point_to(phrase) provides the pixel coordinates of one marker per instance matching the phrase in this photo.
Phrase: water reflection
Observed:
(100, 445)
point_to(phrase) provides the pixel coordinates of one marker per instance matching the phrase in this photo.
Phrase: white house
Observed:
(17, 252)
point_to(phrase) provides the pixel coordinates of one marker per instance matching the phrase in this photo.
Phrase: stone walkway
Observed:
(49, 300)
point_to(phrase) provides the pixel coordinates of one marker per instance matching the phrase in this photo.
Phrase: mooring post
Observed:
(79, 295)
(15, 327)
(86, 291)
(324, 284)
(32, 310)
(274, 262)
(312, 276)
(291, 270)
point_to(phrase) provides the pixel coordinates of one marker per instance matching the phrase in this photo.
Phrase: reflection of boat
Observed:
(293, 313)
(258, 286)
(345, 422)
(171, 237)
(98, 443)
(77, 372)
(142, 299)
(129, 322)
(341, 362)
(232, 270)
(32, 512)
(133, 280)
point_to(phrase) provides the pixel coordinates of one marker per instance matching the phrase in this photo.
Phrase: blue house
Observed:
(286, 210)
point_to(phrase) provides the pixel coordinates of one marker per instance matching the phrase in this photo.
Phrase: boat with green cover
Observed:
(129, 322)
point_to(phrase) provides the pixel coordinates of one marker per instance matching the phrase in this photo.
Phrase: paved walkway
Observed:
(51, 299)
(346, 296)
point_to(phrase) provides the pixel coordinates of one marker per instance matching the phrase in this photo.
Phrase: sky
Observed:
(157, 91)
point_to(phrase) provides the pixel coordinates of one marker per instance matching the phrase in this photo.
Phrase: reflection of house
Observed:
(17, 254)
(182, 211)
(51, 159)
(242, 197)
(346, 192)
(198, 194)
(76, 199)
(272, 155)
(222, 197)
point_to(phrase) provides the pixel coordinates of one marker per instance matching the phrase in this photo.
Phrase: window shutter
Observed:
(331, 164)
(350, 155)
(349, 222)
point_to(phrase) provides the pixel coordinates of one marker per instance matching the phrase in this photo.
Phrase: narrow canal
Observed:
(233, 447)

---

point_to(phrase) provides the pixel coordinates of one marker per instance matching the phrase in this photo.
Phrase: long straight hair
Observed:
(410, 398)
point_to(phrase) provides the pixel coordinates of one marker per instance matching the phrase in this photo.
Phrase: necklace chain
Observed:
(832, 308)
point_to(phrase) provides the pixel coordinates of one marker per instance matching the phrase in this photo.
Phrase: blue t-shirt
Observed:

==

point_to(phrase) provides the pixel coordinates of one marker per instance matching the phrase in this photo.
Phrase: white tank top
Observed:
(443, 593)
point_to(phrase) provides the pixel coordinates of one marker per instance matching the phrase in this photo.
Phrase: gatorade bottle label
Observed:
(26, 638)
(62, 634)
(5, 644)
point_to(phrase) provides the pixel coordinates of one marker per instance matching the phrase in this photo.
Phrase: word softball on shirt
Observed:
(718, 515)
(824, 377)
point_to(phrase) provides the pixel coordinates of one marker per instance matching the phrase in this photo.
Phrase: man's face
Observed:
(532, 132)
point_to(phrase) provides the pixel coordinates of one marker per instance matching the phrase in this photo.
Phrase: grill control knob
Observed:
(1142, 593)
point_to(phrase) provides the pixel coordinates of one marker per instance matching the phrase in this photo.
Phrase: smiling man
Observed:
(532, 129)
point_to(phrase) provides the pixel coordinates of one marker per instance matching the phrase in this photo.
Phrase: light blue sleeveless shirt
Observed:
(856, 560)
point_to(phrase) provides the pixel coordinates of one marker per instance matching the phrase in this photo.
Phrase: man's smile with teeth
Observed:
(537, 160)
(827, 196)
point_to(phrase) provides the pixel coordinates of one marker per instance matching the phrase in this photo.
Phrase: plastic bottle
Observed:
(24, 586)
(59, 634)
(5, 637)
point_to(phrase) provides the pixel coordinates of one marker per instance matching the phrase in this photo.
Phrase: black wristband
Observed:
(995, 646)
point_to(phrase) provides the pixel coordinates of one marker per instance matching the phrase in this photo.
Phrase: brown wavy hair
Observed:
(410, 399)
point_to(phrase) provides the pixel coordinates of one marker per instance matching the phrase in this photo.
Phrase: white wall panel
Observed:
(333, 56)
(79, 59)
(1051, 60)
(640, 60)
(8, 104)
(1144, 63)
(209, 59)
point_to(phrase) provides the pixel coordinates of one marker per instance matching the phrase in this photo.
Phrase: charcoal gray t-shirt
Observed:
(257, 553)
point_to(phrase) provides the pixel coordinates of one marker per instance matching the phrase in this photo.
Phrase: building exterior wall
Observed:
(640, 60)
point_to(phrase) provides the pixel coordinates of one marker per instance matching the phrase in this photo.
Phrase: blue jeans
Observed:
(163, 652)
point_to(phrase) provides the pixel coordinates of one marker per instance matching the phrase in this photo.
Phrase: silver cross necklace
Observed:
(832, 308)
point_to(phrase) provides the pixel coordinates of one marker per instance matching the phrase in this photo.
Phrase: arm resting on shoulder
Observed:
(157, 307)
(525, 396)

> The problem
How many of the lines above include the string "blue"? Answer with the number only.

> Solution to the exercise
4